WHAT YOU ARE ASKED TO DO:
Copy word for word the entries from the first line through the line containing "Take one instance", including both of those lines.
===============
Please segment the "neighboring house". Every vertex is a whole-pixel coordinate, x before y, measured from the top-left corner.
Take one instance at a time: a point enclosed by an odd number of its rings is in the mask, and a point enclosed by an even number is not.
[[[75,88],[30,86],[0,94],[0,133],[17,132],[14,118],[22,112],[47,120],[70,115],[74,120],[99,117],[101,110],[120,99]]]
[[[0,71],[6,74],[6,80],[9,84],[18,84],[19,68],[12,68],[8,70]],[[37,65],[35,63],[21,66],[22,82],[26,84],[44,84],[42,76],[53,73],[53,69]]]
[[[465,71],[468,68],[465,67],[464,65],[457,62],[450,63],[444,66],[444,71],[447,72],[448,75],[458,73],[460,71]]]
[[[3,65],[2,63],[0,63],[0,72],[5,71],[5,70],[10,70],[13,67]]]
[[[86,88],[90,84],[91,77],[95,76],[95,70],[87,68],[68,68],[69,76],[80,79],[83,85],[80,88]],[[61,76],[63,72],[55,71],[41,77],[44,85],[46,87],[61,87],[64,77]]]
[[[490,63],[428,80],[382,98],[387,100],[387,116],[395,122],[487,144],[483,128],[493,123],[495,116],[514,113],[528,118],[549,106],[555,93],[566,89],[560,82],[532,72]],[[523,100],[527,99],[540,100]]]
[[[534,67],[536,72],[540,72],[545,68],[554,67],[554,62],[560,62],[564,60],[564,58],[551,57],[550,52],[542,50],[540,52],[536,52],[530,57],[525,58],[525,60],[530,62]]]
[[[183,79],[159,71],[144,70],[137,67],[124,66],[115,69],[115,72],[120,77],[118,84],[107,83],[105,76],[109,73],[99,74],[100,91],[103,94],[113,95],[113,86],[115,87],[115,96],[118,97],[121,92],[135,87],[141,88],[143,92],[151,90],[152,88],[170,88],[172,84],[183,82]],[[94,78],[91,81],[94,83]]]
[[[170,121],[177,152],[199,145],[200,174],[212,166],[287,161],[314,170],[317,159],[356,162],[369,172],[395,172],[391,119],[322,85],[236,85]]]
===============
CORRECT OUTPUT:
Please segment the "neighboring house". Every vertex is a whole-pixel coordinate, x before y, measured from the top-left corner.
Take one instance at a time: a point enclosed by an odd number of its rings is in the mask, and a point enclosed by an even number is not.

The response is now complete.